- **EXTRACTED TEXT**:
People with hearing loss who benefit from having a cochlear implant often report problems with enjoying music, and Southampton researchers from Music and the Institute for Vibration Research have been working on rehabilitation programmes that can help. Rachel van Besouw (who leads the AHRC-funded multidisciplinary Compositions for Cochlear Implantees project as Principal Investigator) tells us about a recent professionals’ training event on running music workshops for cochlear implant users at the University of Southampton Auditory Implant Service:
We’ve gained quite a bit of experience in running music workshops for adult cochlear implant users, having run 12 workshops over the past 3 years (read more about the most recent workshop here) and we thought it would be helpful to share this experience through a training event and a Good Practice Guide to encourage and support other professionals in providing music rehabilitation.
Music therapist Sarah Hodkinson led both of these activities and we had contributions from expert cochlear implant users Edna and Samantha, Mary Grasmeder, a clinical scientist at the Auditory Implant Service, and composer Ben Oliver, who is also Co-Investigator on the project. The training day was held at the Auditory Implant Service in September and was attended by 22 professionals (including audiologists, speech and language therapists, rehabilitationists, music therapists, researchers and students) from the UK, Europe and China.

- **WORK INSTRUCTION A**: According to the account of the cochlear implant music training event, why did the team decide to hold a training event and produce a Good Practice Guide? Answer in one to three sentences.
- **WORK INSTRUCTION B**:
Answer these questions from the account of the cochlear implant music training event:
(i) How many music workshops for adult cochlear implant users had the team run, and over what period?
(ii) In which month was the training day held at the Auditory Implant Service?
(iii) How many professionals attended the training day?
- **WORK INSTRUCTION C**: Go on with the account of the cochlear implant music training event, starting after its final sentence.

- **DATA BLOCK**:
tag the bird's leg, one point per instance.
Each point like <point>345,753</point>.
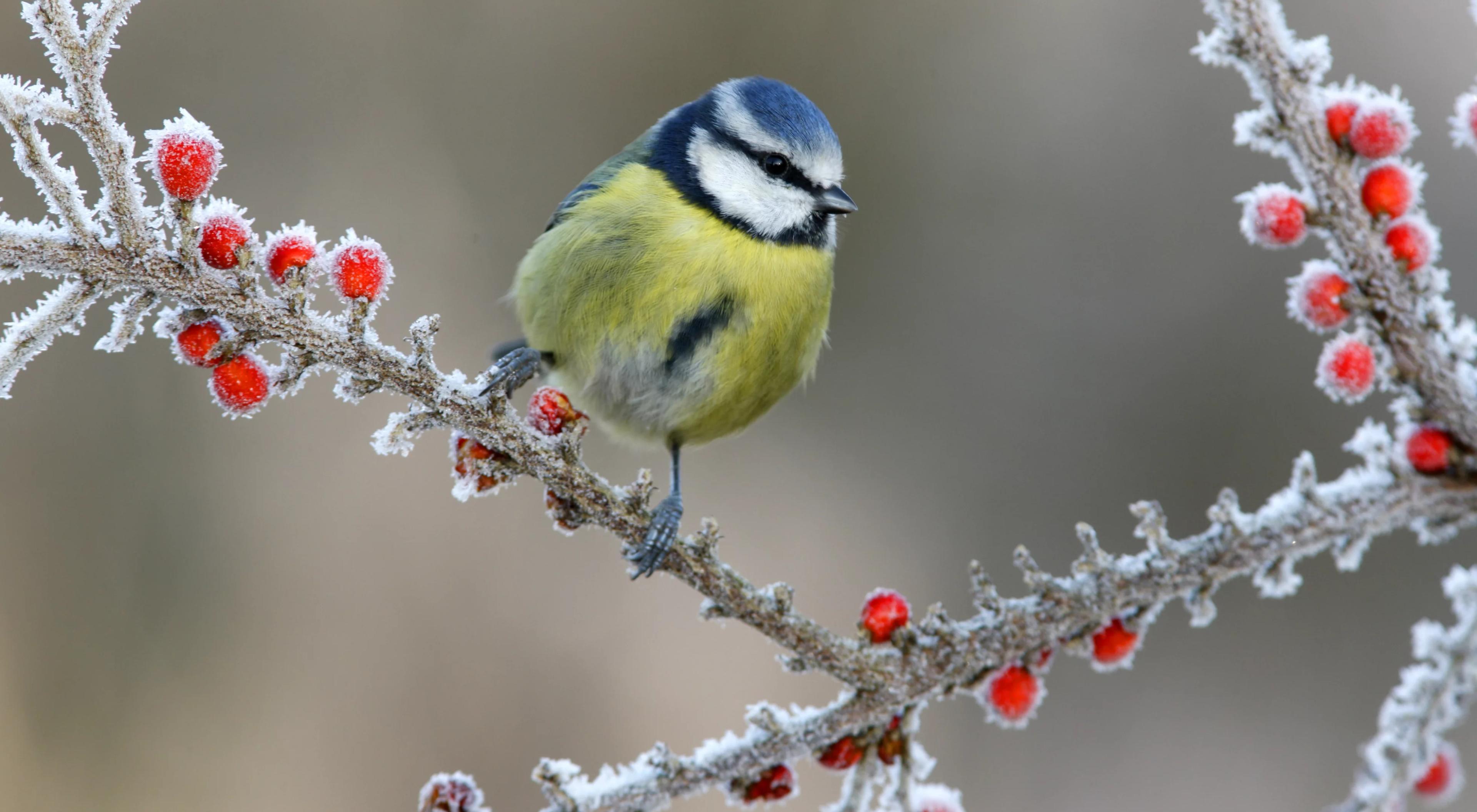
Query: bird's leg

- **TASK ANSWER A**: The team had gained considerable experience from running 12 music workshops for adult cochlear implant users over three years. They thought sharing that experience through a training event and a Good Practice Guide would encourage and support other professionals in providing music rehabilitation.

- **TASK ANSWER B**:
(i) 12 workshops over the past 3 years
(ii) September
(iii) 22

- **TASK ANSWER C**:
We started the day with presentations on how music is processed by a cochlear implant and hearing loss, performance with a cochlear implant and music. Edna and Samantha then gave very moving personal accounts of their experiences of listening to music prior and post-implantation. Sarah introduced the Good Practice Guide and Ben started the afternoon session with sample drumming/percussion activities. We also gave delegates a sneak preview of a couple of applications from the Interactive Music Awareness Programme (IMAP) that we have been busy developing and evaluating with adult cochlear implant users.
The event went really well – we had great feedback from everyone who attended and Stuart Nelson, relief support worker for Action on Hearing Loss, posted a blog about the training on the Action on Hearing Loss website.
A number of the delegates have requested more copies of the Good Practice Guide, so we are busy doing a second print run of these and we hope to invite everyone back for the launch of the IMAP at the end of January 2014.